[start]

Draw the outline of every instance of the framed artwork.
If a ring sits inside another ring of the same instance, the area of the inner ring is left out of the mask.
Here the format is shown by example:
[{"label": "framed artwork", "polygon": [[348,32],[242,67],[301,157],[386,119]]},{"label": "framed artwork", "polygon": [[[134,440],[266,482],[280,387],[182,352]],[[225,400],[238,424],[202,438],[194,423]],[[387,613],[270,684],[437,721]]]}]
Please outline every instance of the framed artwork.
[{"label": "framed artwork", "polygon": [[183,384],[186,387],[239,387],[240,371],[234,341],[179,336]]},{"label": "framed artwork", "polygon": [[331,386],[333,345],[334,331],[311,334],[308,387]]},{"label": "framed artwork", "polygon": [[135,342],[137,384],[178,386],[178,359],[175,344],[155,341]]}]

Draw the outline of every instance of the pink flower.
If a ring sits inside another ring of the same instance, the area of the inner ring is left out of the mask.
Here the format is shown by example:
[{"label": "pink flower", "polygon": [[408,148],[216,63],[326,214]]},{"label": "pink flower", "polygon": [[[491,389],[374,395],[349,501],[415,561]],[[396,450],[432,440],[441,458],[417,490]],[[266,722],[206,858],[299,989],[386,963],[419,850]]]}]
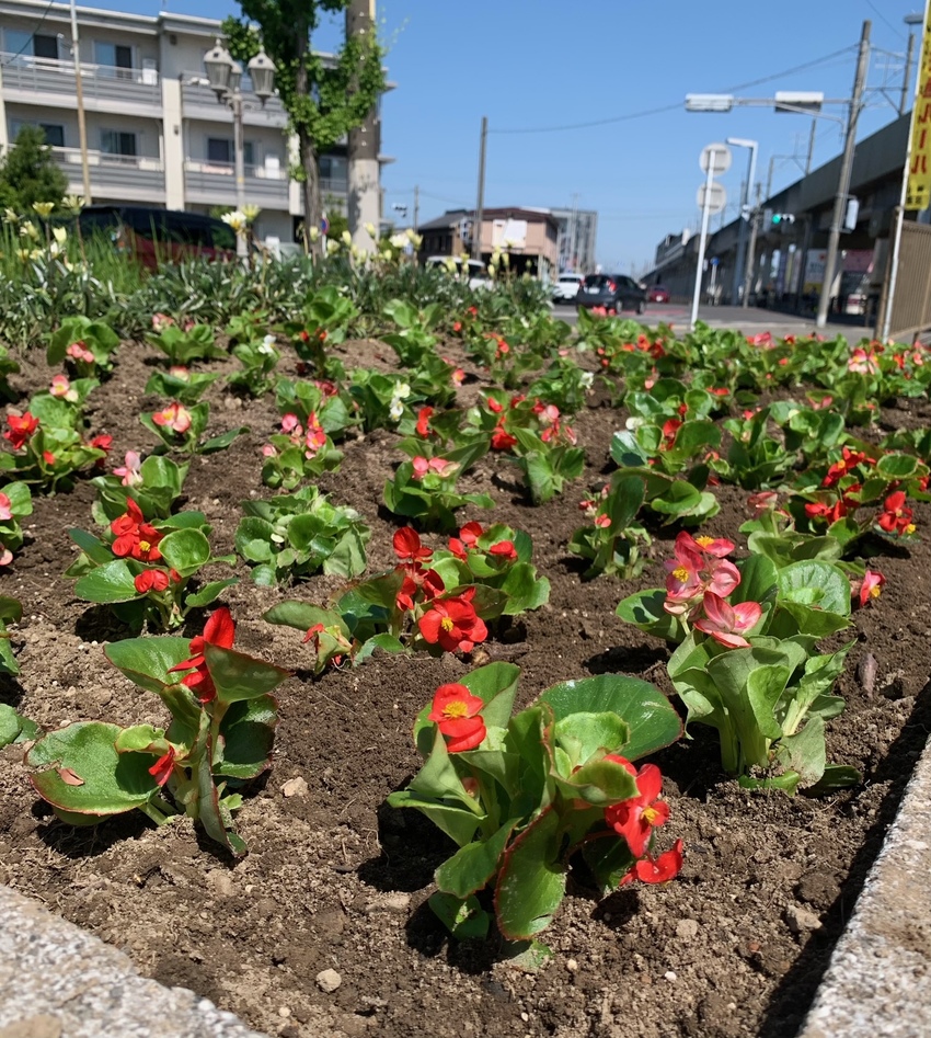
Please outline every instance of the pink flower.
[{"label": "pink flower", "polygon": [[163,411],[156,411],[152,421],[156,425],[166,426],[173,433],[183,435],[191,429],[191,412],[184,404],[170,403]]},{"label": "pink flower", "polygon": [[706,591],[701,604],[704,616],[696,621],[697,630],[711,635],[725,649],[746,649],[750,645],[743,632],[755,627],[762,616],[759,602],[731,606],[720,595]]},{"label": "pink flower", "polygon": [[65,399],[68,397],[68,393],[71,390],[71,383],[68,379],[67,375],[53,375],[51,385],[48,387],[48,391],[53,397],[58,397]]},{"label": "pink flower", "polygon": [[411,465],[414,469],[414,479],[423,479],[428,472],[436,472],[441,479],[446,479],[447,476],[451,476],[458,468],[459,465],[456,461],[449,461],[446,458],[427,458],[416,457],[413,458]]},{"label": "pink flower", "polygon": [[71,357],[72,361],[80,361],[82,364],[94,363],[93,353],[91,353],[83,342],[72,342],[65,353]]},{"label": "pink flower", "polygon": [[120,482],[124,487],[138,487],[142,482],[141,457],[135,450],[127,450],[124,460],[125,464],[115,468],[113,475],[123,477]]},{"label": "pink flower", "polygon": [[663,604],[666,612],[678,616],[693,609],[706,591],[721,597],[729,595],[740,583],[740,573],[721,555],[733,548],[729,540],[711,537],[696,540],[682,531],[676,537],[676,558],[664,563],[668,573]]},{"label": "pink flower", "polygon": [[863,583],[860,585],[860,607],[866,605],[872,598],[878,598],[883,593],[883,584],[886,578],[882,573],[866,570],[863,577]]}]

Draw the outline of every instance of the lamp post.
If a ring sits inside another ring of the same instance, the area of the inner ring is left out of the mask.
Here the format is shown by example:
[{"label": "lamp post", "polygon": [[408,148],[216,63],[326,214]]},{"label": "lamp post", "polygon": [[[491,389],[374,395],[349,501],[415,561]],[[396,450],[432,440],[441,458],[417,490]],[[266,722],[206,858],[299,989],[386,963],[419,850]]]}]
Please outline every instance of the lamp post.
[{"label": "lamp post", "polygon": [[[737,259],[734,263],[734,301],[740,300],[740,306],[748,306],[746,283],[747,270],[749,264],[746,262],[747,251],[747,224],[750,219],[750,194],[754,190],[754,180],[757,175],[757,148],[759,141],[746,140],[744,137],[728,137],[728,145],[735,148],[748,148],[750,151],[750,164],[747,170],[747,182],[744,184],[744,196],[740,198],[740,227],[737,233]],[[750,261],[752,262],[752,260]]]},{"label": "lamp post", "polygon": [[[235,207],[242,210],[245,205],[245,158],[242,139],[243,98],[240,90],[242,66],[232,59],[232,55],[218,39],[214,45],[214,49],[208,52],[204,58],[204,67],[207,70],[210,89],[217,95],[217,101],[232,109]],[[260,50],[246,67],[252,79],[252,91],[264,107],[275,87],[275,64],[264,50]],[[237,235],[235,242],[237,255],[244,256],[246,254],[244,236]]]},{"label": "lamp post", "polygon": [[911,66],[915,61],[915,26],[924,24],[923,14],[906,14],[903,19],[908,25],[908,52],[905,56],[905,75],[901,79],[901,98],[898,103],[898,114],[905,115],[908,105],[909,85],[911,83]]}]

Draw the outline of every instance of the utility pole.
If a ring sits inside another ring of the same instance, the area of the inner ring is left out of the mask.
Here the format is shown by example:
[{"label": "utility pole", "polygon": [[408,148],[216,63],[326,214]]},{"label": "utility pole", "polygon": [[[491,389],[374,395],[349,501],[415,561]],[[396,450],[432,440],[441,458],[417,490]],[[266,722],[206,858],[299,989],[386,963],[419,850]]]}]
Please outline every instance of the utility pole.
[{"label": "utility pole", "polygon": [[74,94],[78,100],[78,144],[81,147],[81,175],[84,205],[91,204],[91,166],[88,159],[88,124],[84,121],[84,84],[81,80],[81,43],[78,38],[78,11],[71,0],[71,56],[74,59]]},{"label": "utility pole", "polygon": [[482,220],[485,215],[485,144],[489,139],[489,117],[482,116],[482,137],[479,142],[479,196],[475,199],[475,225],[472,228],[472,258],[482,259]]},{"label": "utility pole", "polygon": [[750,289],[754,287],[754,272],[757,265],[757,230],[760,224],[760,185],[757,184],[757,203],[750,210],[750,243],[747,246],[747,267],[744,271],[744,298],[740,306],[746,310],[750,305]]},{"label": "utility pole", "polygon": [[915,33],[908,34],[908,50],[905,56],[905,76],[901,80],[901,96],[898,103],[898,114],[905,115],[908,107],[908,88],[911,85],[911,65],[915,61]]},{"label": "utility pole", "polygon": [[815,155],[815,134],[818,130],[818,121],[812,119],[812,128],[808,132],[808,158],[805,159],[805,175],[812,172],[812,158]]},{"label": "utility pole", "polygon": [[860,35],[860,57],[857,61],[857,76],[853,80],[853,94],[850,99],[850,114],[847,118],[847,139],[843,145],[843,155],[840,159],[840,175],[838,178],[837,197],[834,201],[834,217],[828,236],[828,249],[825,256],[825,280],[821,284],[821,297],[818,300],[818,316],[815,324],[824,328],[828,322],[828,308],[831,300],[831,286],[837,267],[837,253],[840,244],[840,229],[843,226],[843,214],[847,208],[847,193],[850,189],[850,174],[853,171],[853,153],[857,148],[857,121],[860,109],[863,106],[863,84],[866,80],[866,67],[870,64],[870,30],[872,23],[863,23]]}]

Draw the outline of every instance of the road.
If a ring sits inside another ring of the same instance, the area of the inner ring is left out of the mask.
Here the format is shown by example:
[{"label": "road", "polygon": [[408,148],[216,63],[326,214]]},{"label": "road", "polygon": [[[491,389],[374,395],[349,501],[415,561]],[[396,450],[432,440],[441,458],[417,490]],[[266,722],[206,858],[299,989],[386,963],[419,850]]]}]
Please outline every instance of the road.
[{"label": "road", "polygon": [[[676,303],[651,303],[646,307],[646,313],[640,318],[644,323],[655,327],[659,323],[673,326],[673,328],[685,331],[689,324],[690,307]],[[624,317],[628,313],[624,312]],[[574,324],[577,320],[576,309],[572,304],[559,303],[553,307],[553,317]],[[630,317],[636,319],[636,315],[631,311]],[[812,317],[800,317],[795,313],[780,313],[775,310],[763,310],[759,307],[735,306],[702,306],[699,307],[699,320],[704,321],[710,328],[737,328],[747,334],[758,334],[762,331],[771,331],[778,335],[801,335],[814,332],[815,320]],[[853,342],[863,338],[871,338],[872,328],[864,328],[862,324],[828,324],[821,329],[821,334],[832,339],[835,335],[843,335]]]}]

[end]

Work instructions |
Lay out every line of the rows above as a numbered list, skipping blank lines and omitting the picture.

Task solution |
1. Draw the outline of every instance of the framed artwork.
2. If a ring sits inside another ring of the same instance, the area of the inner ring is left out of the mask.
3. Here the format is shown by example:
4. [{"label": "framed artwork", "polygon": [[348,32],[242,67],[301,157],[386,119]]},{"label": "framed artwork", "polygon": [[[134,440],[266,482],[280,387],[182,352]],[[225,400],[238,424],[202,438],[194,423]],[[387,613],[270,684],[437,721]]]}]
5. Please outline every instance of the framed artwork.
6. [{"label": "framed artwork", "polygon": [[183,384],[186,387],[239,387],[240,371],[234,341],[179,336]]},{"label": "framed artwork", "polygon": [[331,386],[333,345],[334,331],[311,334],[308,387]]},{"label": "framed artwork", "polygon": [[135,342],[137,384],[178,386],[178,359],[175,344],[155,341]]}]
7. Draw the outline of every instance of the pink flower.
8. If a ring sits inside another ring of the same instance, the area of the inner ring is left out of the mask.
9. Here the format is shown by example:
10. [{"label": "pink flower", "polygon": [[408,148],[216,63],[326,214]]},{"label": "pink flower", "polygon": [[[491,389],[374,395],[349,501],[415,561]],[[396,450],[432,440],[441,458],[417,490]],[[266,722],[206,858],[299,989],[386,963],[419,850]]]}]
11. Please outline every instance of the pink flower.
12. [{"label": "pink flower", "polygon": [[163,411],[156,411],[152,421],[156,425],[166,426],[173,433],[183,435],[191,429],[191,412],[184,404],[170,403]]},{"label": "pink flower", "polygon": [[706,591],[701,604],[704,616],[696,621],[697,630],[711,635],[725,649],[746,649],[750,645],[743,632],[755,627],[762,616],[759,602],[731,606],[720,595]]},{"label": "pink flower", "polygon": [[65,399],[68,397],[68,393],[71,390],[71,383],[68,379],[67,375],[53,375],[51,385],[48,387],[48,391],[53,397],[58,397]]},{"label": "pink flower", "polygon": [[411,465],[414,469],[414,479],[423,479],[428,472],[436,472],[441,479],[446,479],[447,476],[451,476],[458,468],[459,465],[456,461],[449,461],[446,458],[427,458],[416,457],[413,458]]},{"label": "pink flower", "polygon": [[71,357],[72,361],[80,361],[82,364],[94,363],[93,353],[91,353],[83,342],[72,342],[65,353]]},{"label": "pink flower", "polygon": [[120,482],[124,487],[138,487],[142,482],[141,457],[135,450],[127,450],[124,460],[125,464],[115,468],[113,475],[123,477]]},{"label": "pink flower", "polygon": [[663,604],[666,612],[678,616],[693,609],[706,591],[721,597],[729,595],[740,583],[740,573],[721,555],[733,548],[729,540],[711,537],[696,540],[682,531],[676,537],[676,558],[664,563],[668,573]]},{"label": "pink flower", "polygon": [[863,583],[860,585],[860,607],[866,605],[872,598],[878,598],[883,593],[883,584],[886,578],[882,573],[866,570],[863,577]]}]
13. Draw the outline of every instance of the lamp post.
14. If a ring sits inside another ring of the same instance, the area of the inner ring is left out of the mask.
15. Here the format is shown by example:
16. [{"label": "lamp post", "polygon": [[408,148],[216,63],[326,214]]},{"label": "lamp post", "polygon": [[[491,389],[374,395],[349,501],[415,561]],[[396,450],[432,440],[441,458],[417,490]],[[266,722],[206,858],[299,989],[386,963],[419,850]]]}]
17. Please outline every instance of the lamp post.
18. [{"label": "lamp post", "polygon": [[[737,259],[734,263],[734,301],[740,300],[740,306],[748,306],[746,283],[747,270],[749,264],[746,262],[747,251],[747,224],[750,219],[750,194],[754,190],[754,180],[757,175],[757,148],[759,141],[746,140],[744,137],[728,137],[728,145],[735,148],[748,148],[750,151],[750,164],[747,170],[747,182],[744,184],[744,196],[740,198],[740,227],[737,233]],[[750,261],[752,262],[752,260]]]},{"label": "lamp post", "polygon": [[[235,207],[242,210],[245,205],[245,158],[242,139],[243,98],[240,90],[242,66],[232,59],[232,55],[218,39],[214,45],[214,49],[208,52],[204,58],[204,67],[207,70],[210,89],[217,95],[217,101],[232,109]],[[260,50],[246,67],[252,79],[252,91],[264,107],[275,87],[275,64],[264,50]],[[237,235],[235,242],[237,255],[244,256],[246,254],[244,236]]]},{"label": "lamp post", "polygon": [[911,66],[915,61],[915,26],[924,24],[923,14],[906,14],[903,19],[908,25],[908,52],[905,56],[905,75],[901,79],[901,98],[898,103],[898,114],[905,115],[908,105],[909,85],[911,83]]}]
19. Draw the outline of every instance of the utility pole.
20. If a ring sits inside another ring of the same instance, the area of the inner ring is left out of the mask.
21. Here the format is shown by example:
22. [{"label": "utility pole", "polygon": [[408,148],[216,63],[326,214]]},{"label": "utility pole", "polygon": [[[491,389],[374,395],[349,501],[415,561]],[[396,450],[432,440],[441,458],[417,490]],[[266,722],[206,858],[299,989],[386,963],[419,850]]]}]
23. Please outline every instance of the utility pole.
24. [{"label": "utility pole", "polygon": [[74,94],[78,100],[78,144],[81,147],[81,175],[84,205],[91,204],[91,166],[88,159],[88,124],[84,121],[84,84],[81,80],[81,43],[78,38],[78,11],[71,0],[71,56],[74,59]]},{"label": "utility pole", "polygon": [[482,220],[485,215],[485,144],[489,139],[489,117],[482,116],[482,137],[479,142],[479,196],[475,199],[475,225],[472,228],[472,258],[482,259]]},{"label": "utility pole", "polygon": [[750,289],[754,287],[754,272],[757,265],[757,230],[760,224],[760,185],[757,184],[757,203],[750,210],[750,243],[747,246],[747,267],[744,271],[744,298],[740,306],[746,310],[750,305]]},{"label": "utility pole", "polygon": [[915,33],[908,34],[908,50],[905,56],[905,76],[901,80],[901,96],[898,103],[898,114],[905,115],[908,107],[908,88],[911,85],[911,65],[915,61]]},{"label": "utility pole", "polygon": [[815,155],[815,134],[818,130],[818,121],[812,119],[812,128],[808,132],[808,158],[805,159],[805,175],[812,172],[812,158]]},{"label": "utility pole", "polygon": [[860,35],[860,57],[857,61],[857,76],[853,80],[853,94],[850,99],[850,114],[847,118],[847,139],[843,145],[843,155],[840,159],[840,175],[838,178],[837,197],[834,201],[834,217],[828,236],[828,249],[825,256],[825,280],[821,284],[821,297],[818,300],[818,316],[815,324],[824,328],[828,322],[828,308],[831,300],[831,286],[837,267],[837,253],[840,244],[840,229],[843,226],[843,214],[847,208],[847,193],[850,189],[850,174],[853,171],[853,153],[857,148],[857,121],[860,109],[863,106],[863,84],[866,80],[866,67],[870,64],[870,30],[872,23],[863,23]]}]
25. Draw the outline of every instance of the road.
26. If a ring sits inside another ring of the same instance, the area of the inner ring is left out of the mask.
27. Here the format is shown by example:
28. [{"label": "road", "polygon": [[408,148],[216,63],[326,214]]},{"label": "road", "polygon": [[[491,389],[374,395],[349,501],[415,561]],[[396,450],[432,440],[441,458],[417,490]],[[266,722],[206,858],[299,989],[386,963],[419,850]]]}]
29. Please outline every instance of the road.
30. [{"label": "road", "polygon": [[[676,303],[651,303],[646,307],[646,313],[640,318],[644,323],[655,327],[659,323],[673,326],[673,328],[685,331],[689,324],[690,307]],[[624,317],[628,313],[624,312]],[[574,324],[577,320],[576,309],[572,304],[559,303],[553,307],[553,317]],[[630,317],[636,319],[636,315],[631,311]],[[812,317],[800,317],[795,313],[780,313],[775,310],[763,310],[759,307],[735,306],[702,306],[699,307],[699,320],[704,321],[710,328],[737,328],[747,334],[758,334],[762,331],[771,331],[778,335],[801,335],[814,332],[815,320]],[[853,342],[863,338],[871,338],[872,328],[864,328],[862,324],[828,324],[821,329],[821,334],[832,339],[835,335],[843,335]]]}]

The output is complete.